━━━━━ Selected excerpt

O’Rourke: “And you’re emphatic that if RTÉ had been prepared to include the following, which you quote in your, or which you reproduced in your article in Village magazine this month. There would have been no more about it. “We accept that it is an important part of democratic debate that people must be able to hold dissenting views on controversial issues, without characterisations of malice, hatred or bad faith”.”

Waters: “Absolutely right. I mean, it’s vitally important that it be seen that I’d intervene, my job was to intervene in public debate and have controversial views and have robust views and if you can be portrayed and presented as being motivated by malice or hatred in what you say, then you’re entirely disabled as a commentator. And, so for that reason, it’s vitally important that I preserve my, the sense that I have, that I actually contribute intellectually debates, on the basis of my understanding of the issues, not because I hate particular individuals or because I hate any particular kind of individual, that’s indispensable to my role as a public commentator.”

O’Rourke: “But, at the same time though, as I said earlier in the introduction, a torrent of criticism, of RTÉ in the first instance, for caving in to what was seen as pressure from yourself, and the Iona Institute and others, and not standing up for robust debate.”

Waters: “Well you see I think, this word debates keeps coming up. But there’s no right to defame as part of debate. I’ve been writing columns for the Irish Times for 24 years. If I defame somebody I’ll be sued. And if we lose a case, I’ll probably have got fired. But there’s no right, there’s no free speech right to defame someone, just steal somebody’s reputation because how can you answer this kind of charge?”

O’Rourke: “Well, right of reply the following week, you were offered that…”

Waters: “A right of reply can work, if there’s an allegation put forward of a factual nature which you can respond to ad seriatum. This was not that kind of allegation, it was simply part of a smear. It wasn’t, and interestingly it wasn’t the first time it happened. This arose a couple of years ago during the Presidential election campaign when, if you recall Seán, there was a controversy about [Senator and former Presidential candidate] David Norris and an interview he had given to Magill magazine. At the time, which, back in 2002, when I was the consultant editor, and I became embroiled in that, defending Helen Lucy Burke’s position because she was attacked that time. And I was called a homophobe on a programme on TV3. Now I raised this issue with the programme in question, I asked for an apology and the apology was given immediately, so there was no money changed hands, there was no question of money. I didn’t even ask for my lawyers fees. So the same could have happened this time if RTÉ had acted with alacrity and with a degree of gravity with regard to what had actually happened.”

━━━━━━━━━━
━━━━━ Supplied data

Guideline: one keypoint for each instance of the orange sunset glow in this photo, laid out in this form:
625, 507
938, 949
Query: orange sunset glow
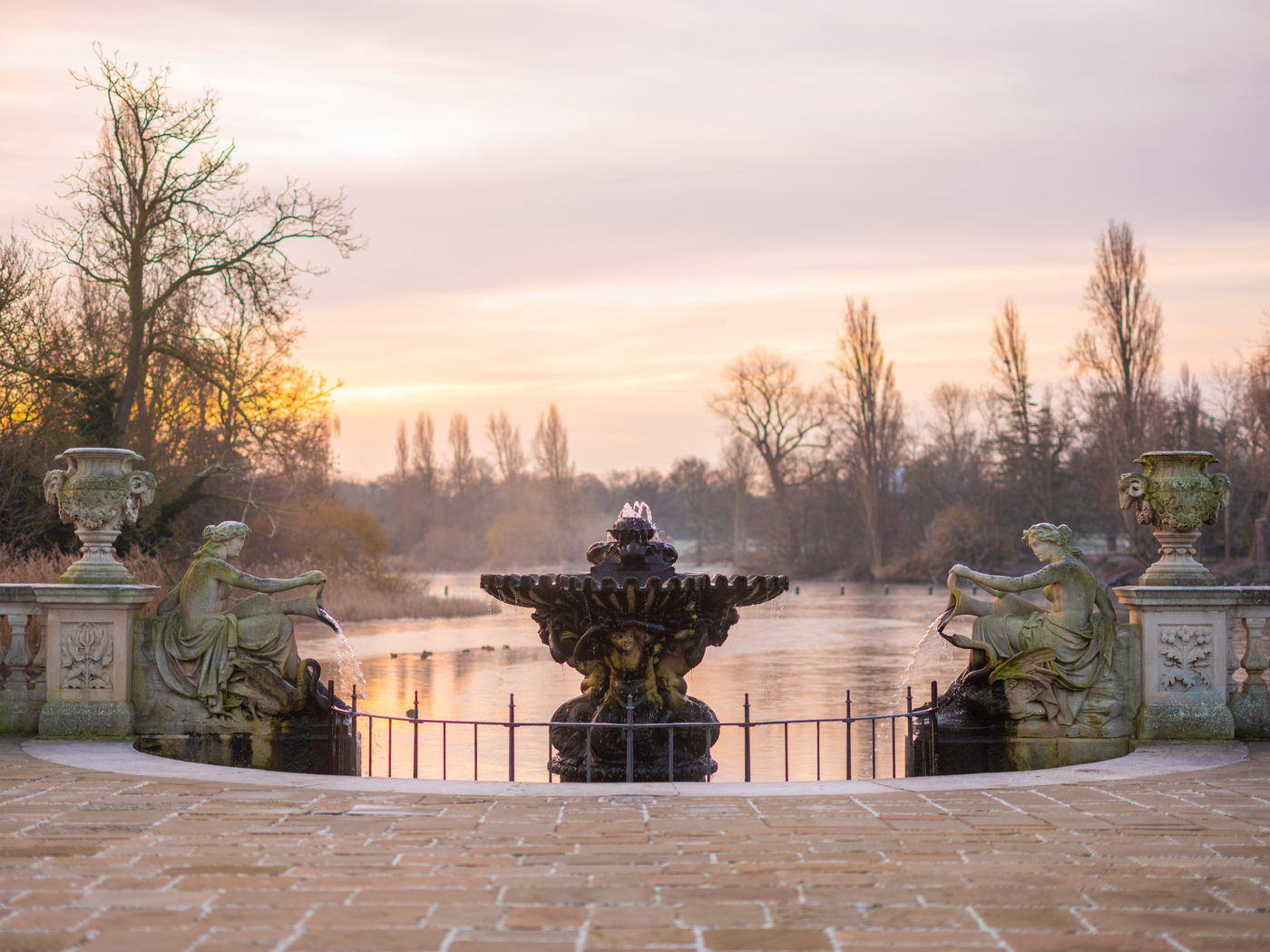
600, 205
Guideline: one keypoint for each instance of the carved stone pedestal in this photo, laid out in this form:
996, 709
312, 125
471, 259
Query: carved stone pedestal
88, 649
22, 669
1184, 660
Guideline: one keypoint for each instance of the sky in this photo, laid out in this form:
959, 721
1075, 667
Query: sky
600, 205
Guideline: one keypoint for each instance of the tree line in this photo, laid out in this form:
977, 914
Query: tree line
159, 311
859, 485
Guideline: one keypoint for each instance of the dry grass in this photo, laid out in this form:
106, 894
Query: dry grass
352, 593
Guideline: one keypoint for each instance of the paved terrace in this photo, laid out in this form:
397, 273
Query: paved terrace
101, 860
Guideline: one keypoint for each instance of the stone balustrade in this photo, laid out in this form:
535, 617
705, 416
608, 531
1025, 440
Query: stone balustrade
22, 666
1248, 701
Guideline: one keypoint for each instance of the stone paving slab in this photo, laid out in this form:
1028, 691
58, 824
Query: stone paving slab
102, 860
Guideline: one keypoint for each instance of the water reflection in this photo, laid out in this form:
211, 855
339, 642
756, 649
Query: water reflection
796, 656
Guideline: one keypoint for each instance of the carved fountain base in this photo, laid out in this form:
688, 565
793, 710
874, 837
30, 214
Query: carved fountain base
597, 753
634, 627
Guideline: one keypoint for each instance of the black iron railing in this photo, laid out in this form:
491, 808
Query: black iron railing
921, 717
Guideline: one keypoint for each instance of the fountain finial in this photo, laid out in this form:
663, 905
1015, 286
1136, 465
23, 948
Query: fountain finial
632, 549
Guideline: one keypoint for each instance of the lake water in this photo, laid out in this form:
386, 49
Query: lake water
796, 656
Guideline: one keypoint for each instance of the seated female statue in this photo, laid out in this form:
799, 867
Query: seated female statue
1062, 653
237, 656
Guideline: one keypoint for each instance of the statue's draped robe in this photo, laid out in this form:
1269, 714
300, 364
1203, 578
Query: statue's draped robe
202, 662
1082, 656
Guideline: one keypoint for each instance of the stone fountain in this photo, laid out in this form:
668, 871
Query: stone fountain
632, 627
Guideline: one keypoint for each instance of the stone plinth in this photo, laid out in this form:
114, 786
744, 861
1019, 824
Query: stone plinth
88, 650
1185, 640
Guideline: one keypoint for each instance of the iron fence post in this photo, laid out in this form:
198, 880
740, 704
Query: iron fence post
935, 729
669, 759
910, 754
848, 733
630, 738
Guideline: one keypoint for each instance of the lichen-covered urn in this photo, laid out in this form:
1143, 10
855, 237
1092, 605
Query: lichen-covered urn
99, 492
1177, 495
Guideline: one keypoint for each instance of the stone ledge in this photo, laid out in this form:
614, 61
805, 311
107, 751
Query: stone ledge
1151, 759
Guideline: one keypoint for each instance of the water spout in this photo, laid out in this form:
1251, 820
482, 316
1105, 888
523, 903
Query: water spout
346, 659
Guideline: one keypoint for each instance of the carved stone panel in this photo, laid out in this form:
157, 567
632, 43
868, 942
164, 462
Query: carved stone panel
88, 656
1185, 656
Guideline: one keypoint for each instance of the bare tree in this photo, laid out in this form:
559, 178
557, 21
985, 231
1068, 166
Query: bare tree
1118, 358
1026, 438
423, 451
507, 446
689, 475
463, 465
552, 448
952, 434
738, 463
403, 451
765, 403
161, 221
872, 414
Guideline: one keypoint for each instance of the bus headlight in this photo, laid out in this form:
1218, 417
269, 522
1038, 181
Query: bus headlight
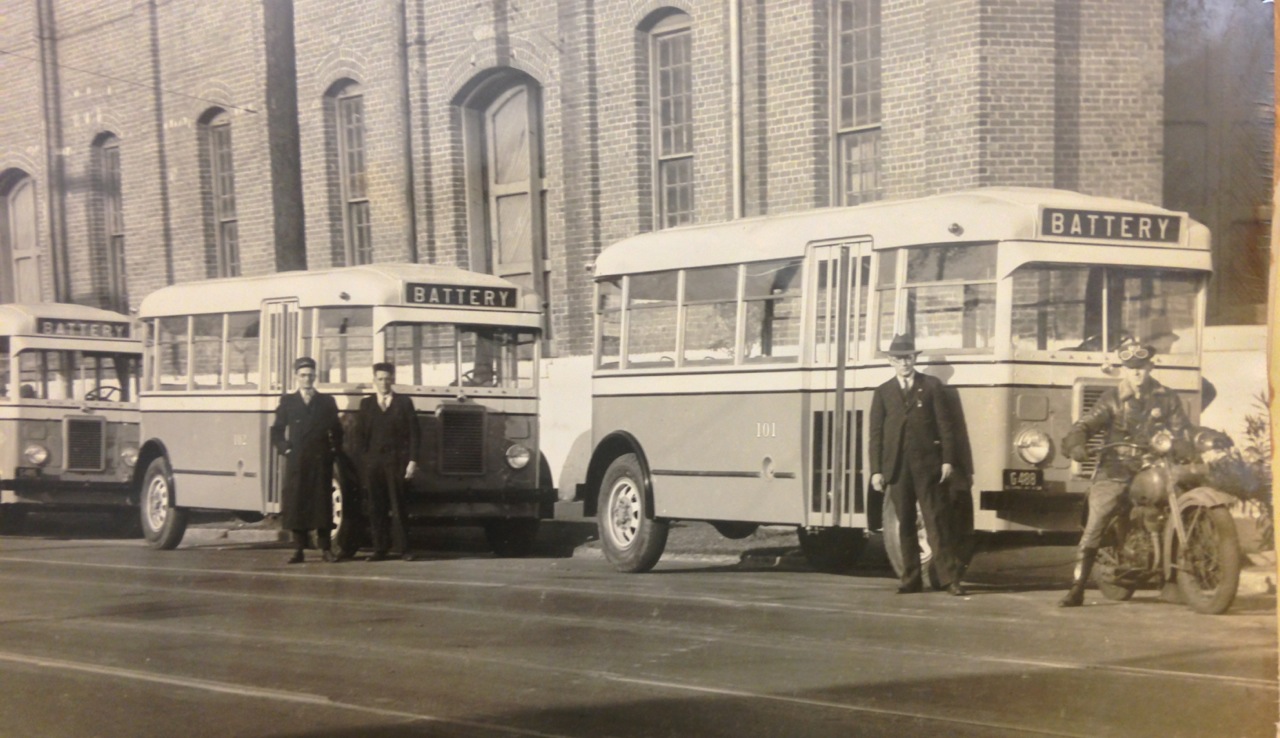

━━━━━━━━━━

**Problems to solve**
(1) In the interview, how many years does Waters say he has been writing columns for the Irish Times?
(2) Output the lines of the listing as a JSON list of strings, one string per line, from the line containing "Guideline: one keypoint for each instance of the iron" through the end of the listing. Leave out blank lines and the pictures.

**Solutions for each task**
(1) 24 years.

(2)
[
  "Guideline: one keypoint for each instance of the iron fence post in this photo, laid out in this form:",
  "198, 880",
  "740, 704",
  "Query: iron fence post",
  "935, 729",
  "669, 759",
  "910, 754",
  "848, 733",
  "630, 738",
  "Guideline: one keypoint for each instance of the lichen-covered urn in this photo, laid out in this form:",
  "1143, 10",
  "855, 237",
  "1092, 605",
  "Query: lichen-covered urn",
  "99, 492",
  "1177, 495",
  "Guideline: one keypoint for each instance of the stone ledge in this photo, laid out in this form:",
  "614, 61",
  "805, 311",
  "107, 751",
  "Query: stone ledge",
  "1151, 759",
  "Guideline: one keypoint for each instance of the water spout in this photo, laid out in this form:",
  "1251, 820",
  "482, 316",
  "1105, 888",
  "523, 903",
  "Query: water spout",
  "346, 659",
  "Guideline: one keypoint for each instance of the carved stone panel in this photo, laid out in this form:",
  "157, 567",
  "632, 43",
  "868, 942",
  "164, 462",
  "Query: carved stone panel",
  "88, 656",
  "1185, 656",
  "Guideline: one keypoint for each instance of the bare tree in this photo, laid out in this form:",
  "559, 178",
  "557, 21",
  "985, 231",
  "1068, 166",
  "Query: bare tree",
  "1118, 358",
  "1026, 438",
  "423, 451",
  "507, 446",
  "689, 475",
  "463, 465",
  "552, 448",
  "952, 434",
  "738, 463",
  "403, 451",
  "765, 403",
  "161, 221",
  "872, 414",
  "Guideline: one keypoint for each instance of the bus headlight in this photo, laid out in this form:",
  "1218, 417",
  "269, 522",
  "1038, 181",
  "Query: bus headlight"
]